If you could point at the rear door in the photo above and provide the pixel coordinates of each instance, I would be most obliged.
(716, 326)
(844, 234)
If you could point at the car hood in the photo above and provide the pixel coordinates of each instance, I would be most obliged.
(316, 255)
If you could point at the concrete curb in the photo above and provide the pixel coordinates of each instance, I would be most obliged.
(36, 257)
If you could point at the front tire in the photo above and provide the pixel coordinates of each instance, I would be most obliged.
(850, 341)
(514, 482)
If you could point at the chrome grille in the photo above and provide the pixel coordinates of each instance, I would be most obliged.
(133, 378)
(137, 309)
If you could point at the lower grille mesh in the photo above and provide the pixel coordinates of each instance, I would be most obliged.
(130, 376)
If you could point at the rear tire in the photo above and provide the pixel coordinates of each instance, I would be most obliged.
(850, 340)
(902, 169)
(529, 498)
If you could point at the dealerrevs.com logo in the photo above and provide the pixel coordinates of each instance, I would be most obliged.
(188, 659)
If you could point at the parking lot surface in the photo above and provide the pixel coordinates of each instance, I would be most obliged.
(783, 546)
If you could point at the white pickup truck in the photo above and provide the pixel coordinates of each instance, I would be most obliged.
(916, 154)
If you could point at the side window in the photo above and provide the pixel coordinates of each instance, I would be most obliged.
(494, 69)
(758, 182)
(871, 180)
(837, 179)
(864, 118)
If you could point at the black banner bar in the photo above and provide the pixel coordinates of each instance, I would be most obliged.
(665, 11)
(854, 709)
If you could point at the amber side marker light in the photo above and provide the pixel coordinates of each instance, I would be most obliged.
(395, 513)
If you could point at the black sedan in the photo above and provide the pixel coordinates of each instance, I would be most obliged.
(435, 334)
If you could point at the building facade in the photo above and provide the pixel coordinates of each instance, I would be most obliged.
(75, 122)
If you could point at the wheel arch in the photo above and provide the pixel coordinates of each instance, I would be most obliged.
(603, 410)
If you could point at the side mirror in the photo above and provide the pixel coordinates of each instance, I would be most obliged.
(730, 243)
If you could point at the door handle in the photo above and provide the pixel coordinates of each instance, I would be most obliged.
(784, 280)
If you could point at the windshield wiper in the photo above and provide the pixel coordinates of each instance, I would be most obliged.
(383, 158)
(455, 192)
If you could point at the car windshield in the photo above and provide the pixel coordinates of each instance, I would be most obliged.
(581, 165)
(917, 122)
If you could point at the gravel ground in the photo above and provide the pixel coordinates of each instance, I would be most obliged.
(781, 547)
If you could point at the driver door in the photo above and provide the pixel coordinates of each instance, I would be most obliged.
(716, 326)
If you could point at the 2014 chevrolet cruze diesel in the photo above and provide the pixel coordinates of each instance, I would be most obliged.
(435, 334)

REQUIRED WORK: Reproduce all the entries verbatim, leaving nothing out.

OUTPUT OF THE TASK:
If you could point at the rear door in the photo above and provide the pixel coordinates of each instance, I would be most obliged.
(716, 326)
(844, 234)
If you could point at the car hood in the photo above and provide the pixel coordinates of each instance, I would be most obliged.
(316, 255)
If you could point at the concrete curb in the photo above and provide the pixel coordinates of each instance, I would be most obliged.
(36, 257)
If you could point at the front tire in the photo above and provide the pixel coordinates of each instance, I would be most obliged.
(850, 341)
(514, 482)
If you could point at the chrome grille in the photo above and provide the pixel coordinates of each instance, I would be most obliged.
(133, 378)
(137, 309)
If you could point at the lower grille mesh in the photo above and provide the pixel coordinates of each instance, I would be most obliged.
(130, 376)
If you could point at the rear tire in the photo above and provide the pixel coordinates of each instance, I would be most obliged.
(850, 340)
(902, 169)
(529, 498)
If you could point at the dealerrevs.com logo in the photo above and provide the pixel coordinates of each instance, I would be most obliged.
(188, 659)
If you could point at the parking lot surface in the photo above and provide the pixel coordinates of each instance, I would be most obliged.
(783, 546)
If you could point at the white pickup truck in the photo above and provide the pixel coordinates of each instance, I would be most obliged.
(916, 154)
If you could point at the side window in the photo above and provide the pixel coordinates of each instance, I would be most obliged.
(494, 69)
(758, 182)
(871, 180)
(837, 179)
(864, 118)
If you could point at the black banner bar in the photo above and provide the pixel coordinates of each instance, I would be most obliged.
(665, 11)
(854, 709)
If you could point at the amber side marker light in the photo above and provide the pixel coordinates of each instance, I would be most obliged.
(395, 513)
If you could point at the black sedan in the photo above and provide the pixel coordinates of each instance, I would be most obliged.
(435, 334)
If you could point at the building facade in the photo above and provide the pixel coordinates of each instance, I would be most obliged.
(75, 122)
If you could point at the wheel arch in the photo above and provide the pixel coordinates of each instance, I would be most obliged.
(603, 410)
If you could point at the side mirror in the photo above and provide the pixel coordinates of each instance, I would be most obliged.
(730, 243)
If you could point at the door handle in the photo above and provide the pixel coordinates of each instance, I would be most obliged.
(784, 280)
If you could point at the windshield wiper in the photo above and provide the pixel coordinates of each instance, I would be most obliged.
(383, 158)
(455, 192)
If you could point at the car windshield in the photo above and provide the pixel coordinates of each instance, I would be most obliged.
(581, 165)
(917, 122)
If you could point at the gravel ground in the photo above and provide the pixel coordinates of each instance, I would be most obliged.
(781, 547)
If you could point at the driver door in the photo above and provide the pixel coordinates of each instance, I would be most obliged.
(716, 326)
If you could point at the 2014 chevrolet cruze diesel in the photo above and provide the pixel coordinates of each instance, I would be most obliged.
(435, 334)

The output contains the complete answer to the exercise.